The Supreme Court on Thursday ruled that hospitals in Idaho that receive federal funds are allowed to temporarily provide emergency abortions when a patient faces serious health risks, even though a state law currently bans the procedure.
The highly-anticipated decision, however, largely sidesteps the issues at the heart of the case. The Justices declined to rule on whether Idaho's near-total abortion ban conflicts with federal mandates requiring hospitals to provide emergency care, choosing instead to dismiss the case by a 6 to 3 vote on procedural grounds.
The Justices wrote in the majority opinion that the case was “improvidently granted” and that the Supreme Court should not have stepped in so quickly, effectively reinstating a lower court ruling that permits doctors in Idaho to perform abortions in emergency situations without fear of prosecution or penalty under state law.
The court could take up the issue in a later case, but for now clears the way for Idaho hospitals to provide emergency abortions.
Justice Ketanji Brown Jackson wrote that she would not have dismissed the case, and that the issue should have been resolved by the Supreme Court. “Today’s decision is not a victory for pregnant patients in Idaho. It is delay,” she wrote. “While this court dawdles and the country waits, pregnant people experiencing emergency medical conditions remain in a precarious position, as their doctors are kept in the dark about what the law requires.”
The ruling signifies a partial victory for the Biden Administration in its protracted effort to safeguard abortion access. The case marked the second abortion-related challenge to come before the Justices this term, following the Court's decision in Dobbs v. Jackson Women’s Health Organization in 2022 that overturned the Constitutional right to an abortion and left abortion policy to the states. (Earlier in June, the Supreme Court dismissed a challenge that would have curtailed access to the abortion pill mifepristone.)
At the heart of the Idaho case was a clash between the state’s stringent abortion restrictions and the federal Emergency Medical Treatment and Labor Act (EMTALA), which mandates hospitals to stabilize patients facing life-threatening conditions regardless of their ability to pay. Idaho contended that EMTALA's language requires equal treatment for both the pregnant patient and the "unborn child," arguing that its near-total abortion ban does not conflict with federal legislation.
The decision, however, was not entirely a surprise. It came one day after Bloomberg reported that a draft opinion was inadvertently posted on the court’s website in a rare breach of protocol.

◆ **INPUT DATA**:
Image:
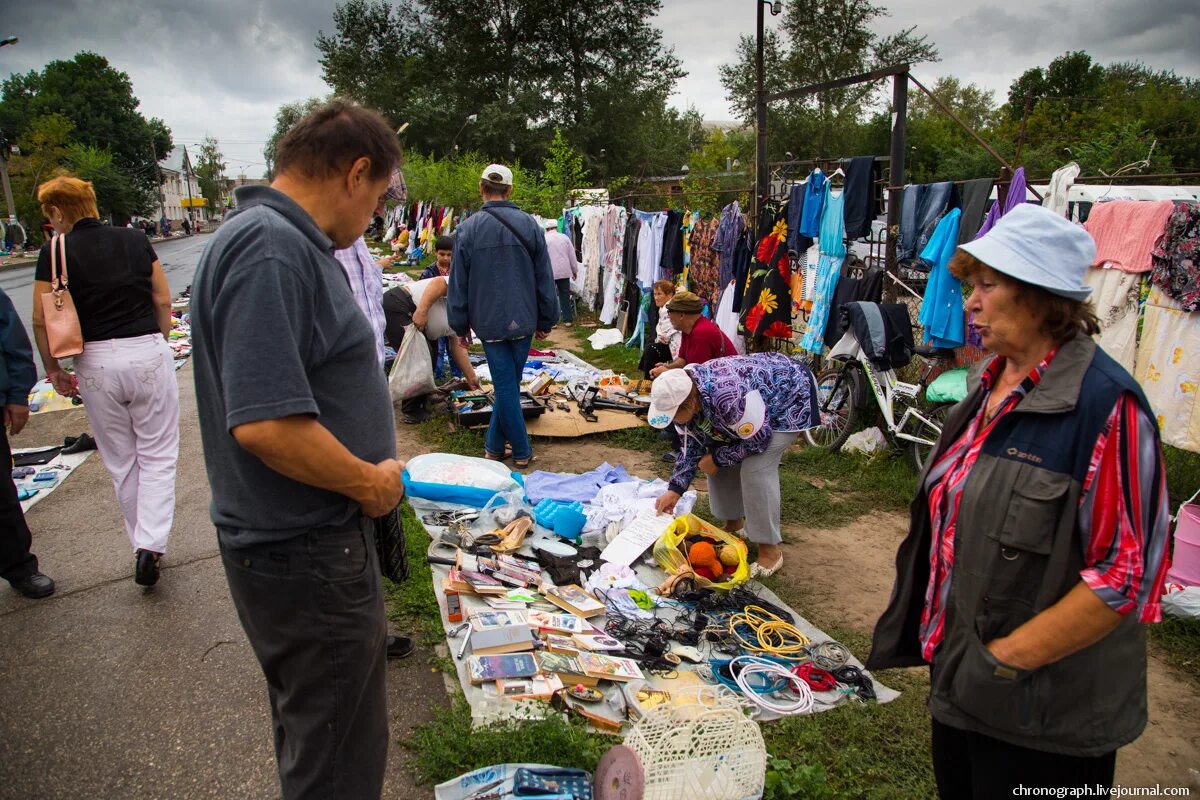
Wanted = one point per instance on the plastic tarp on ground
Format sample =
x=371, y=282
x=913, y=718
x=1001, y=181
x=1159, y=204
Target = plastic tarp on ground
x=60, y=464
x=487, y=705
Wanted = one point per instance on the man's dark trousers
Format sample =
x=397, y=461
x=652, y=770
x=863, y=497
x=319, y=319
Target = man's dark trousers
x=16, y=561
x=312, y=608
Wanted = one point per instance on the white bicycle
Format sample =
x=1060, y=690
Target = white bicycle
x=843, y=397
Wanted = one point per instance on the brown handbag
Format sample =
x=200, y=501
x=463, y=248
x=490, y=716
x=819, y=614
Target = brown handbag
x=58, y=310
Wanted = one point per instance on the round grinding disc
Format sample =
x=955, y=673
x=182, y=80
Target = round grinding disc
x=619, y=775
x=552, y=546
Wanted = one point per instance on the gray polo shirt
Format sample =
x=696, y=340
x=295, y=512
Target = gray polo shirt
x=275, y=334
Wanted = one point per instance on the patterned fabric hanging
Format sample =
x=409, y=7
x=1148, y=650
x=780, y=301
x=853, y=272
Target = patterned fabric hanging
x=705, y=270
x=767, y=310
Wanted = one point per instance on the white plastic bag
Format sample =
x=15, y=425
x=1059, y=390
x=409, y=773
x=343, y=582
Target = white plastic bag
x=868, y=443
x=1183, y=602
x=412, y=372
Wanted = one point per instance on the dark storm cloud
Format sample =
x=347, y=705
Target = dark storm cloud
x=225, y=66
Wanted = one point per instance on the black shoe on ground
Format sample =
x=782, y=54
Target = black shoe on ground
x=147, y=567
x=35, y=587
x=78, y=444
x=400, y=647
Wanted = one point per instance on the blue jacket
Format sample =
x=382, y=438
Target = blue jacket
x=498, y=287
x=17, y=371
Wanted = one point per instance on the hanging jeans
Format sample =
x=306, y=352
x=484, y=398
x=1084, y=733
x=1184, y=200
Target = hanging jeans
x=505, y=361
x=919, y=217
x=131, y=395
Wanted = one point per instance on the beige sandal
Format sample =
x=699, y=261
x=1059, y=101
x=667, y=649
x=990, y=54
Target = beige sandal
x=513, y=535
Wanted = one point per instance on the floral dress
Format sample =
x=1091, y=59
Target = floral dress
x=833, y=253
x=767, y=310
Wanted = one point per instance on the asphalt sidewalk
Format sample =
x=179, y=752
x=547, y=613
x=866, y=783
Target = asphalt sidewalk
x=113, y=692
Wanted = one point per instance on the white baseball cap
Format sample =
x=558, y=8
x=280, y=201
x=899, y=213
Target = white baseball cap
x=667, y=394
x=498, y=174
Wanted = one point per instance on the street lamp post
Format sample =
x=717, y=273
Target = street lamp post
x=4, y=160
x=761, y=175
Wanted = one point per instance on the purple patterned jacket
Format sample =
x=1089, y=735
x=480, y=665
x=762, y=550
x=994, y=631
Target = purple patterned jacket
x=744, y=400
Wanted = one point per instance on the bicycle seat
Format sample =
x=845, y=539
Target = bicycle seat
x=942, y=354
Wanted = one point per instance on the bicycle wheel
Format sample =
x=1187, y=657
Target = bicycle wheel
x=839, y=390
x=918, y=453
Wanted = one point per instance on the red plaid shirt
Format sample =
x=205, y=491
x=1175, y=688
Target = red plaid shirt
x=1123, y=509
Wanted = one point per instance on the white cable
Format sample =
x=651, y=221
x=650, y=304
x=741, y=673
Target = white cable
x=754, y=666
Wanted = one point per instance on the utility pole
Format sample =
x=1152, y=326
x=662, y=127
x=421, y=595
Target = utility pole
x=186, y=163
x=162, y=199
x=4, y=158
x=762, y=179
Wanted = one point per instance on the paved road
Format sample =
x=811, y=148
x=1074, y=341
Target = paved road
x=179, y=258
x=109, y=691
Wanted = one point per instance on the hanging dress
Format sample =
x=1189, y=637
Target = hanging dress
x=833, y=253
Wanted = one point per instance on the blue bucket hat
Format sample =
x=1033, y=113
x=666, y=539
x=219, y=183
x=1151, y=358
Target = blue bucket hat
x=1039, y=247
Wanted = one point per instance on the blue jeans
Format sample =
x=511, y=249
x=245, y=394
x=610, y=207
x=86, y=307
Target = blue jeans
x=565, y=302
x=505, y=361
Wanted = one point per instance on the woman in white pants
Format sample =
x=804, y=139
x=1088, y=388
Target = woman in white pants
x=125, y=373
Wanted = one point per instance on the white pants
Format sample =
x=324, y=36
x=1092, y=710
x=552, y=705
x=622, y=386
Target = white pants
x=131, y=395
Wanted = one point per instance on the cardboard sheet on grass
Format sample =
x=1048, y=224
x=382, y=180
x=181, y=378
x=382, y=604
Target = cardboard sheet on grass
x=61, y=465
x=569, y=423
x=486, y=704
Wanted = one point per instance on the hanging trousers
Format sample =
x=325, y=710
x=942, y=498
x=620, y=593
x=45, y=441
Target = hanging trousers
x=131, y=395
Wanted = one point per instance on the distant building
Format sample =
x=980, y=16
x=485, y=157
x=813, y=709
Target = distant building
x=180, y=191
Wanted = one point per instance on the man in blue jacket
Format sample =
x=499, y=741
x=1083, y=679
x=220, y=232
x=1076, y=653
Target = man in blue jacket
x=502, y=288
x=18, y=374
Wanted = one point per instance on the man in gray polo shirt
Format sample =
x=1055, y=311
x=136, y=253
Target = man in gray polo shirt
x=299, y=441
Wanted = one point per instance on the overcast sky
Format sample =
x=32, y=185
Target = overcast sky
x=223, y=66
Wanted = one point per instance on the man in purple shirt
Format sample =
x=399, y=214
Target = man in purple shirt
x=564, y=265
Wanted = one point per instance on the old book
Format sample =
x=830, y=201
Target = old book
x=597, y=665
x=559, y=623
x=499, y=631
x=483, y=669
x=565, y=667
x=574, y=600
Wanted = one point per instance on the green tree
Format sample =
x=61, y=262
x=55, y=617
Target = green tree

* * *

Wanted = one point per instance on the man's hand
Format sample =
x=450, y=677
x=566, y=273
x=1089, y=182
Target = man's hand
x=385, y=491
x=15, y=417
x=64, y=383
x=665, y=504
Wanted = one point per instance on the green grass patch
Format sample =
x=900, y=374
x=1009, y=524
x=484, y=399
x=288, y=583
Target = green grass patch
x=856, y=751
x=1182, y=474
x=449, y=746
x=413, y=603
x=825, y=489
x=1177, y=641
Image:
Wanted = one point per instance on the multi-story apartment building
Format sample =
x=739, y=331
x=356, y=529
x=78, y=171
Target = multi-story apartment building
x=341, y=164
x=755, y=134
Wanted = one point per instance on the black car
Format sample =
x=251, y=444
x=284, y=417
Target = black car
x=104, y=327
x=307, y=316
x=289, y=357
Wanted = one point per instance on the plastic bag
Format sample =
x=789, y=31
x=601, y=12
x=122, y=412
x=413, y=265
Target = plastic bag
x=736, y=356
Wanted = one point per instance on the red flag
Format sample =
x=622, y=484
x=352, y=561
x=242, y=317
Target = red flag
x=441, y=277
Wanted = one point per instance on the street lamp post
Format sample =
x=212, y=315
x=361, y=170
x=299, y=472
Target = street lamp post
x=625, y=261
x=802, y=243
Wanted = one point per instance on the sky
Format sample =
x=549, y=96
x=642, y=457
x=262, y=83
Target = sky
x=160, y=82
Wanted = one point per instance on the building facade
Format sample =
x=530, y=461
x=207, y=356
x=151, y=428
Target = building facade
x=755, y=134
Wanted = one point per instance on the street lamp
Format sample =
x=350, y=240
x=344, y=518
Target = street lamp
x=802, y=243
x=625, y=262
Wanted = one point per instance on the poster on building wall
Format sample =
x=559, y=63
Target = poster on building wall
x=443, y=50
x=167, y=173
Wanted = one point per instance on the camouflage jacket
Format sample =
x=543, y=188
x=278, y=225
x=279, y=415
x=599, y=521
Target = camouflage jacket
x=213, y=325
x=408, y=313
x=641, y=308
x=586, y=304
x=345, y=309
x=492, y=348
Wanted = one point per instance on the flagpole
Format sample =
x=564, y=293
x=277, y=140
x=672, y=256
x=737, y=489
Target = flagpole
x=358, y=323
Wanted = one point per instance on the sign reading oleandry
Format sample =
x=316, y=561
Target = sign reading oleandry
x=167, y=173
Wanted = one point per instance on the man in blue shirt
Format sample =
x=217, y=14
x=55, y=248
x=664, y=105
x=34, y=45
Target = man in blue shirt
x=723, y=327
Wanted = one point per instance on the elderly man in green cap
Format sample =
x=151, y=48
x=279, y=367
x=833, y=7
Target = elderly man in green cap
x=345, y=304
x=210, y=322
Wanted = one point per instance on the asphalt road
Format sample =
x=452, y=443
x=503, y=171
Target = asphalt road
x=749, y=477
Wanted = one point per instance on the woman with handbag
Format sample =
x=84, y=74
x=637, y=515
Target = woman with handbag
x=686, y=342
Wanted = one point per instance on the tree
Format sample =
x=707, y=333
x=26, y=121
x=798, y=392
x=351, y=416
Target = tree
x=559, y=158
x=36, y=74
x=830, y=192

--

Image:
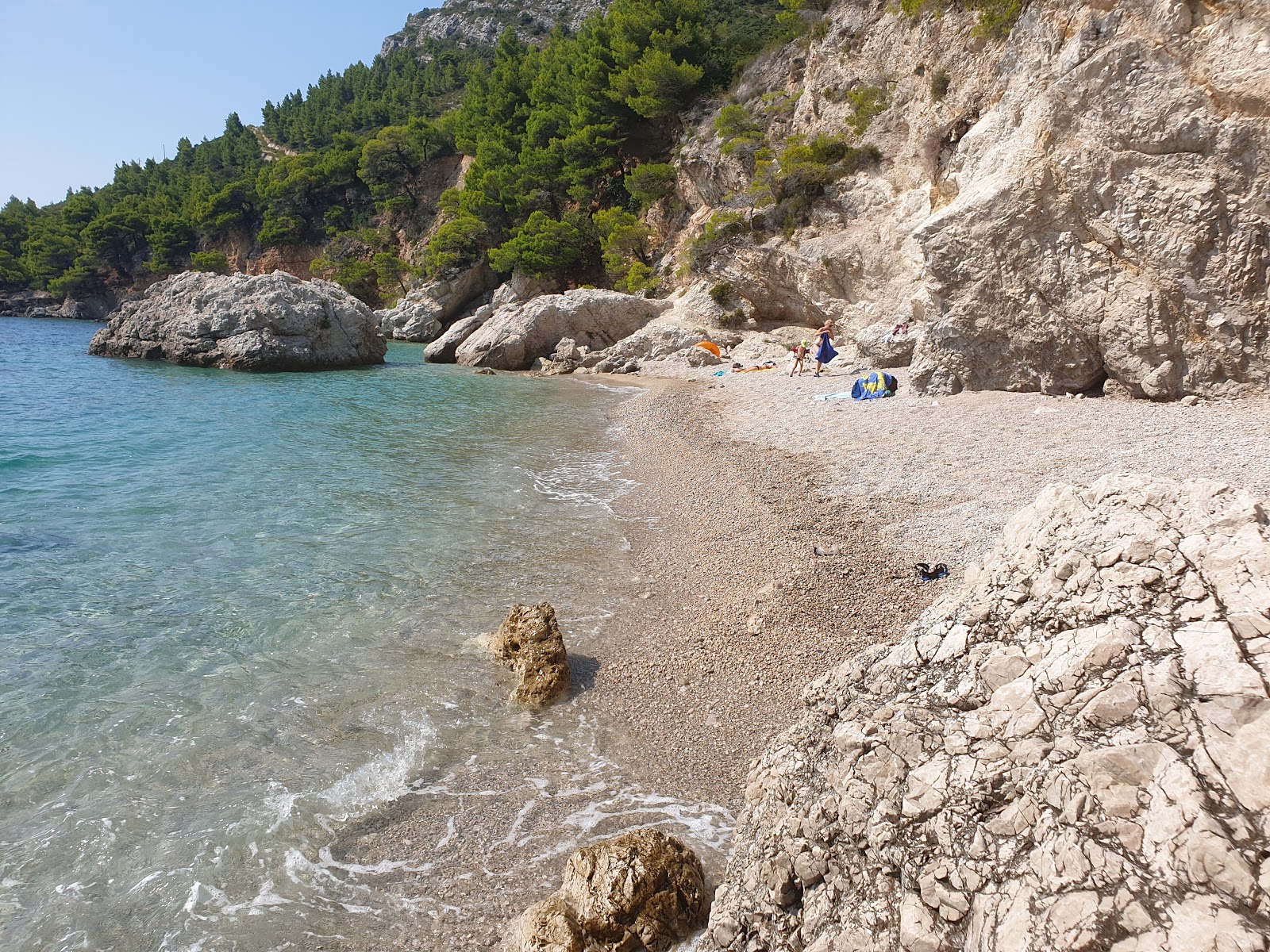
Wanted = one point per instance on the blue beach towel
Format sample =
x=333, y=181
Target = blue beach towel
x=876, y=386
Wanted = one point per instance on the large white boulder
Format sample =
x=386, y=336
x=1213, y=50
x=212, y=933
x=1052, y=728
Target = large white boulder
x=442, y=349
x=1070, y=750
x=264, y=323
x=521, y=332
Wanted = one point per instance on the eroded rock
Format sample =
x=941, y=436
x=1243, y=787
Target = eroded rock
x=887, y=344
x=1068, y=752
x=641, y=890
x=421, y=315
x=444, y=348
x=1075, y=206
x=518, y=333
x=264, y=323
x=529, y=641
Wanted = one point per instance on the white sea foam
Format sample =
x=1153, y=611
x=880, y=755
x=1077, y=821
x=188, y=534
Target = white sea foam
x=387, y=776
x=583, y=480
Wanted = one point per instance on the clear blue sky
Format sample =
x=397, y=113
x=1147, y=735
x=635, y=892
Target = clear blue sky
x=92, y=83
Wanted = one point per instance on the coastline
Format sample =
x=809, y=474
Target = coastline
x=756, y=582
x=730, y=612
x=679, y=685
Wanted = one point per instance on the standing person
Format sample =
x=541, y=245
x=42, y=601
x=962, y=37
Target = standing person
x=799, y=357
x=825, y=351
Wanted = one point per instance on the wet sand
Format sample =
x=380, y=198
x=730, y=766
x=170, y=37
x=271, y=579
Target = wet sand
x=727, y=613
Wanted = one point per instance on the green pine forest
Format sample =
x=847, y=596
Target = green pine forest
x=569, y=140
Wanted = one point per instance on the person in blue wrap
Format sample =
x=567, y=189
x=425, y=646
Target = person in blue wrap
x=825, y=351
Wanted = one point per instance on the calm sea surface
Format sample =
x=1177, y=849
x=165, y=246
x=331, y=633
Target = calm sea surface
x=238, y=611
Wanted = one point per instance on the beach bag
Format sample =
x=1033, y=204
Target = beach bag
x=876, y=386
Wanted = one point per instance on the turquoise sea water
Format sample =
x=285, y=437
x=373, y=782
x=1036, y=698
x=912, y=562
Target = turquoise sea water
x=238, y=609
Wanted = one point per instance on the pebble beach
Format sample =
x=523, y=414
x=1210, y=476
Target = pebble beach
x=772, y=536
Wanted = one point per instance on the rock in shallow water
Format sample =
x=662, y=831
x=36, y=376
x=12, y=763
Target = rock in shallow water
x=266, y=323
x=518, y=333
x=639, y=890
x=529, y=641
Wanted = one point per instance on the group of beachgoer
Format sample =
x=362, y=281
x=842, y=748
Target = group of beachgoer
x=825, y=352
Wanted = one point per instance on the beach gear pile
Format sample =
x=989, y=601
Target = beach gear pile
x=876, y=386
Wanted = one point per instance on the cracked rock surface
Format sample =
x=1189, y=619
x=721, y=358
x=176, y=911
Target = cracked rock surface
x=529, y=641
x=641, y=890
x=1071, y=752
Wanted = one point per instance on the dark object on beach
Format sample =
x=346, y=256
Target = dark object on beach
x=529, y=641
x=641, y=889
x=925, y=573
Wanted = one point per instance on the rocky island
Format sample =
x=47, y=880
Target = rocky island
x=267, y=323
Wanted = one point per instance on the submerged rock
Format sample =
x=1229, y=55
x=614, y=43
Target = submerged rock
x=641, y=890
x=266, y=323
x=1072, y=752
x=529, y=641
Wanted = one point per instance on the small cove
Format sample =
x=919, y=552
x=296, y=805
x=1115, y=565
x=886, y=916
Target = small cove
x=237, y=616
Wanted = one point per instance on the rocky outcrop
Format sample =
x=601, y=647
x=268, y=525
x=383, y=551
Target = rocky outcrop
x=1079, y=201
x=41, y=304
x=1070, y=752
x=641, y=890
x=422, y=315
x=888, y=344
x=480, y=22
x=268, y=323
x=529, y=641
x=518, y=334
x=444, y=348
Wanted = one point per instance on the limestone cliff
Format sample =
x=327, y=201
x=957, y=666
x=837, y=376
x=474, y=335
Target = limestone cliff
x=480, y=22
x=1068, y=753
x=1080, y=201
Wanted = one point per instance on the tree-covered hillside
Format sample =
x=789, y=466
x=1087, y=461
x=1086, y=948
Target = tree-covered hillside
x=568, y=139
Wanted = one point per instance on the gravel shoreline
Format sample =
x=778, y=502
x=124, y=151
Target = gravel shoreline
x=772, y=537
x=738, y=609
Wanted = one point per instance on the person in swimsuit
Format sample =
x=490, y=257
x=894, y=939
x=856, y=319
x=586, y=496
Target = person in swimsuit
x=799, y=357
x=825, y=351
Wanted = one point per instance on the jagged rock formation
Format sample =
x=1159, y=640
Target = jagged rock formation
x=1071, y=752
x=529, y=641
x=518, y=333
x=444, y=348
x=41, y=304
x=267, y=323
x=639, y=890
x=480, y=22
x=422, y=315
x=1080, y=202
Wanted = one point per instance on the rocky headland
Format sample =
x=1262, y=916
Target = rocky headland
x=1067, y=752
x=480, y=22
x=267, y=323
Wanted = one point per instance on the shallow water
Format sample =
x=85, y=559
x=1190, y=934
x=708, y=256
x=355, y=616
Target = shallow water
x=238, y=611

◆ **LIST OF TASKS**:
a. In the article on the Supreme Court's Idaho abortion ruling, by what vote did the Justices dismiss the case?
b. Repeat the passage of the article on the Supreme Court's Idaho abortion ruling from "The Justices wrote" up to and including "provide emergency abortions.".

◆ **RESULTS OF THE TASKS**:
a. By a 6 to 3 vote.

b.
The Justices wrote in the majority opinion that the case was “improvidently granted” and that the Supreme Court should not have stepped in so quickly, effectively reinstating a lower court ruling that permits doctors in Idaho to perform abortions in emergency situations without fear of prosecution or penalty under state law.
The court could take up the issue in a later case, but for now clears the way for Idaho hospitals to provide emergency abortions.